___ PASSAGE TO READ
I am finding that I must take ownership of what bothers me. Only then can I disassemble it and reveal my true character. While it is annoying, I am quite pleased to be finding and doing the work I have to do.

The Mystic Tourist

Emerging Calm

My work as the Mystic Tourist has and does continue to provide the opportunity needed for my healthy identity. Identity is our agreement concerning a person. It is a compilation of what a person gives to community and the community’s response. Being candid and open in this forum allows the emergence and presentation of an identity capable, as a result  my commitment to the project, of revealing my best choices. The choices we make determine how we are and subsequently an identity is born of it. As the Tourist I have been able to survey my behavior and calculate what I need for better identity management. Much of the work I do as a mystic is in the subtle realm of image. Identity here is of key importance, it determines possibility by mutual agreement.

In the landscape of image we create possibility. It is a process that either devolves or evolves. The static is habit and habit allows for one direction or the other. The public nature of my work as, The Mystic Tourist, assures that I have to come to terms with how I am and correct my behavior. I have looked to make corrections for some time, but, it is this project, that has afforded me the possibility. A long-awaited calm is beginning to permeate my habit.

The permission needed to negotiate the landscape of image, as well as the more dense reality of life and death, simultaneously, is for me, calm. By default I am not inclined to be particularly calm and I have to work at it. I am thankful to have arrived at a place where I can see the work I have to do, to once again, find that who I am is also how I am.

Emerging calm. I expect it to make a very big difference in my life.

The Mystic Tourist

Represent For My Subtle Acquaintance

My work with affirmations, (last post),  has kept me from posting. It gave me plenty to do but that did not include writing. It was a time to release and allow recovery. I am continuing my work with affirmations and anticipate it may interrupt my writing again. Working with affirmation gives creation application. My creative application is to restore to confidence the person I most enjoy and have known myself to be. Affirmation ends the injury of ill-conceived habits. They counter the replication of what is negative with something positive, or affirmative. Often in this process it is helpful to stand by and let the past recede into the past so that what is being chosen now can manifest.
______
___ LISTED RECORDS
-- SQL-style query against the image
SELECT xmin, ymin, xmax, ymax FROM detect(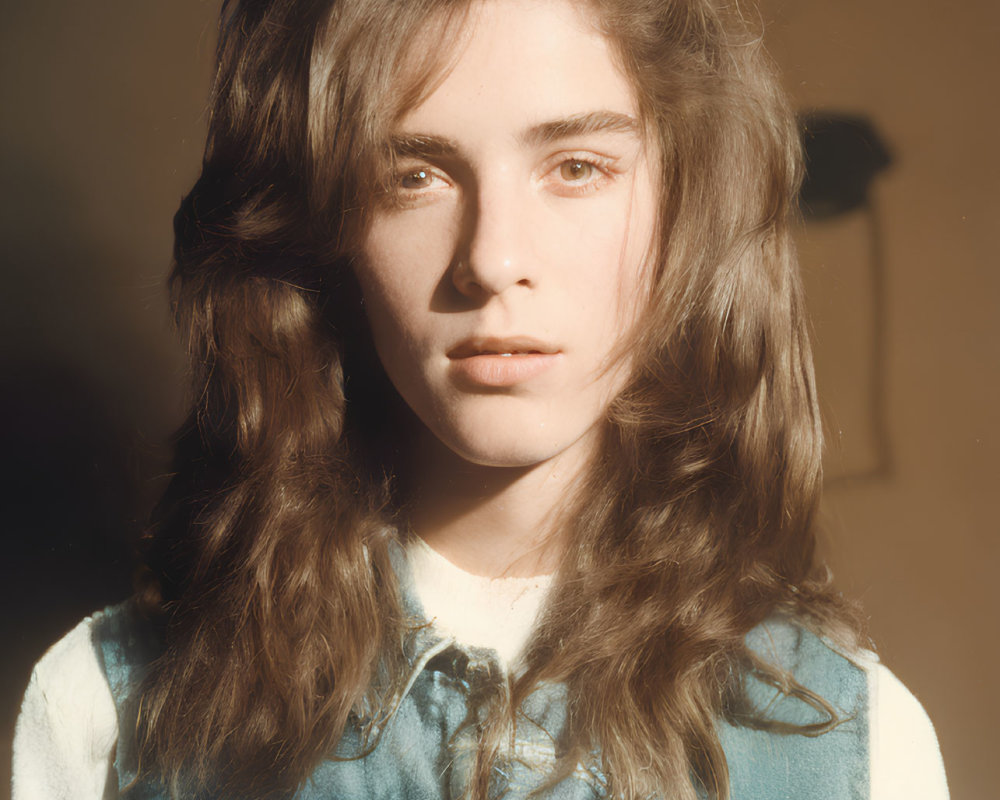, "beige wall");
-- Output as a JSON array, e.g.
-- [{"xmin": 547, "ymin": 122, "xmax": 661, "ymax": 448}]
[
  {"xmin": 763, "ymin": 0, "xmax": 1000, "ymax": 800},
  {"xmin": 0, "ymin": 0, "xmax": 1000, "ymax": 800}
]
______
PARTS OF THE EXERCISE:
1: Rewrite the paragraph in the Mystic Tourist text that begins "In the landscape of image we create possibility" as a short bulleted list that keeps its main facts.
2: According to the Mystic Tourist text, what kept the writer from posting?
3: Extend the Mystic Tourist text by writing what comes next after its final sentence.

ANSWERS FOR THE EXERCISE:
1:
- Possibility is created in the landscape of image, through a process that either devolves or evolves.
- Habit is static and allows for one direction or the other.
- Because the work as The Mystic Tourist is public, the writer has to come to terms with how they are and correct their behavior.
- The writer has sought to make corrections for some time, but this project made it possible.
- A long-awaited calm is beginning to permeate the writer's habit.

2: The writer's work with affirmations kept them from posting.

3:
We carry the past with us and so it is the future. If we want a different future then we need to carry, to the future, what we want into it from the past. How else will it get there?

One of the things I am working on now is restoring my place with Angels. I have had a falling out with them. Cognition of Angels is subtle and it takes very little to obscure our perception of them. It is easy to imagine they are there when they are not and just as easy to imagine they are not there when they are. There is a certain quieting of  self that allows Angels to introduce themselves, a certain calm. I call them Angels due to my culture. It is a word my culture affords me and is appropriate. I still have a tension I am holding onto that disrupts my calm and disallows quiet. Like everything else it is determined to repeat itself and so I must be more determined to correct it than repeat it . My preferred tool is the affirmation.

The relationship between Angels and humanity is controversial. Anyone can make such a claim,I see Angels, and credibility is immediately suspect. That is certainly understandable and is part of my personal tension. Why jump into this? We prefer to imagine some distant person has these experiences, someone from the past or future. The truth is people have these experiences and the past and future have nothing to do with it.  When we assign the experience to the past or the future it is simply something that never happens. Personally I was quite comfortable with my discreet personal experience of Angels but it seems that luxury is past and here again, I feel tension.

I know, from personal experience, that my use of affirmation, will squelch the distractions born of my various tensions. I will be able to marry the past and the future and bring reconciliation into our singular appointment, now.